____ Exercise input
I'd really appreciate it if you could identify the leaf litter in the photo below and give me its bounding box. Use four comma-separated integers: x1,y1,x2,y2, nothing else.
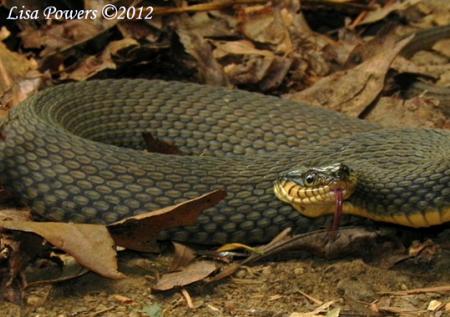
0,190,225,303
0,0,449,315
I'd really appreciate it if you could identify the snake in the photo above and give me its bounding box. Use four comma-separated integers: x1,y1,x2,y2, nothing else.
1,79,449,245
0,29,449,245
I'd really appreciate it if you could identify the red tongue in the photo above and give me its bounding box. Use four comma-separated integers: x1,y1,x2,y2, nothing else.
330,189,343,236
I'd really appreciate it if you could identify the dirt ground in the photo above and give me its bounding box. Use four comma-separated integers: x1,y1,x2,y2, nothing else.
1,228,450,317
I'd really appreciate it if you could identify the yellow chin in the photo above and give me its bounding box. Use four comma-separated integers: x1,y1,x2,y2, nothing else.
273,180,353,217
274,183,450,228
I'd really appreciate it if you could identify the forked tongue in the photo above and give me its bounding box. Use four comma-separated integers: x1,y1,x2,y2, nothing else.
329,189,343,237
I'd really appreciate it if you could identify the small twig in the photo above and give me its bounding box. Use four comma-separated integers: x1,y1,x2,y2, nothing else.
152,0,268,16
297,289,323,305
180,288,194,308
92,306,116,316
379,285,450,296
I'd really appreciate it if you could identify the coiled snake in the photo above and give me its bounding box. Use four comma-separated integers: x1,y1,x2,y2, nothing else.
0,79,449,244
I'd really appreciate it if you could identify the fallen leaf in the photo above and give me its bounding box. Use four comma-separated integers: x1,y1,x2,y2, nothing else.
350,0,421,28
176,15,229,86
366,96,446,128
427,299,443,311
240,4,293,51
19,20,104,57
111,294,134,304
213,40,274,58
25,255,88,287
108,189,226,252
434,39,450,58
153,261,217,291
286,34,414,117
173,0,329,90
216,243,263,254
0,73,44,110
61,38,139,81
0,209,32,222
0,41,37,97
0,26,10,41
0,215,45,303
169,242,197,272
143,132,183,155
391,56,444,78
344,23,399,69
0,221,123,279
117,20,162,42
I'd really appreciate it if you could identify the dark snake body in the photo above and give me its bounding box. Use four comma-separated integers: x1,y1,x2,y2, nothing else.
0,80,449,244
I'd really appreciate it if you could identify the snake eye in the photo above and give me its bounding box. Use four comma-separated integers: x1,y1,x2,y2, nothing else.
304,173,316,186
338,164,350,178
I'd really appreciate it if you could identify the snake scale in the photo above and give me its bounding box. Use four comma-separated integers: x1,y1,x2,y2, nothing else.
0,79,449,244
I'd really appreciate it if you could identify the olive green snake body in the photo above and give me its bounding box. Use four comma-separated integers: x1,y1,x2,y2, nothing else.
0,79,449,244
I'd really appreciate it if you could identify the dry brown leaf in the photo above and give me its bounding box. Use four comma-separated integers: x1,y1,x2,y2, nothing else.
206,262,242,284
117,21,161,42
0,26,10,41
19,20,104,56
434,39,450,58
61,38,138,81
241,7,291,49
366,96,447,128
0,232,36,303
242,0,330,86
169,242,197,272
143,132,183,155
0,209,32,222
177,11,237,38
213,40,274,58
286,35,414,117
0,221,123,279
172,0,329,90
25,255,88,287
391,56,444,79
111,294,133,304
0,209,46,303
176,16,229,86
1,231,43,279
108,190,226,252
350,0,422,28
211,40,293,89
153,261,217,291
0,41,37,98
0,74,44,110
________
- _Problem to solve_: Without including the pictures, copy all of the data exactly.

- _Task answer_:
I'd really appreciate it if you could identify the leaf litter in the photo below and give me its bounding box. Use four comma-separated integers: x1,y1,x2,y2, nothing else.
0,190,225,303
0,0,449,315
I'd really appreciate it if you could identify the snake in the photo above and give me its bounding box. Use four comma-separated integers: x1,y1,x2,y2, nothing else.
1,79,449,245
0,29,449,245
I'd really appreciate it if you could identify the red tongue in the photo above and give me its bounding box. Use four comma-separated integers: x1,y1,x2,y2, nothing else.
330,189,343,236
I'd really appreciate it if you could identify the dirt ground in the photo above and give me its bounding box. Use four comma-separated integers: x1,y1,x2,y2, nothing else.
1,228,450,317
I'd really appreciate it if you could identify the yellow chin in the photo above and give me its bounding box. Use four comma-separated integers: x1,y1,x2,y2, nothing else.
273,180,353,217
274,183,450,228
I'd really appreciate it if you could identify the forked tongue in the photo above and give me its bounding box. Use four comma-separated integers: x1,y1,x2,y2, nothing else.
329,189,343,237
I'd really appreciate it if you could identify the small twig in the photo above and give me its bounding box. Use four comma-separated integers: x1,y1,x2,y2, nothing else.
152,0,268,16
297,289,323,305
180,288,194,308
92,306,116,316
379,285,450,296
I'd really appreciate it if you could identify the coiled snake in the photo above and give me its bounding box. Use four comma-separated integers: x1,y1,x2,y2, nothing else.
0,79,449,244
I'd really appreciate it if you could identify the fallen leaf in the photo above and give me its bounding box. Use four comma-separated integers: x1,y1,x2,y2, nothing else.
350,0,421,28
176,15,229,86
366,96,446,128
427,299,443,311
240,4,293,51
19,20,104,57
111,294,134,304
213,40,274,58
25,255,88,287
108,189,226,252
434,39,450,58
153,261,217,291
286,34,414,117
173,0,329,90
216,243,263,254
0,73,44,110
61,38,139,81
0,209,32,222
0,41,37,97
0,26,10,41
0,215,45,303
169,242,197,272
143,132,183,155
391,56,444,78
344,23,399,69
0,221,123,279
117,20,162,42
I'd really appreciate it if you could identify the dark snake body in the photo above and give me its bounding box. Use four comma-separated integers: x1,y1,x2,y2, nothing else.
0,80,449,244
I'd really appreciate it if you could identify the snake eye in the photo above and give me its bounding box. Use four comma-separated integers: x1,y1,x2,y2, nothing else.
304,173,316,186
338,164,350,178
I'd really appreciate it if you could identify the snake scale in the photo above and give me its bounding box. Use four comma-separated integers: x1,y1,x2,y2, nothing else.
0,79,449,244
I'd really appreciate it if you could identify the olive green snake body in the photo above and give me its bounding box. Use four comma-separated integers: x1,y1,x2,y2, nothing else.
0,79,449,244
I'd really appreciate it if you could identify the dry brown leaf in the photo above and give me its bounding box. Use four comma-separated integers: x1,y1,x2,y2, nothing else.
206,262,242,284
117,21,161,42
0,26,10,41
19,20,104,56
434,39,450,58
61,38,138,81
241,7,291,49
366,96,447,128
0,232,36,303
242,0,330,86
169,242,197,272
143,132,183,155
0,209,32,222
177,11,237,38
213,40,274,58
286,35,414,117
0,221,123,279
172,0,329,90
25,255,88,287
391,56,444,79
111,294,133,304
0,209,46,303
176,16,229,86
1,231,43,279
108,190,226,252
350,0,422,28
211,40,293,89
153,261,217,291
0,41,37,98
0,74,44,110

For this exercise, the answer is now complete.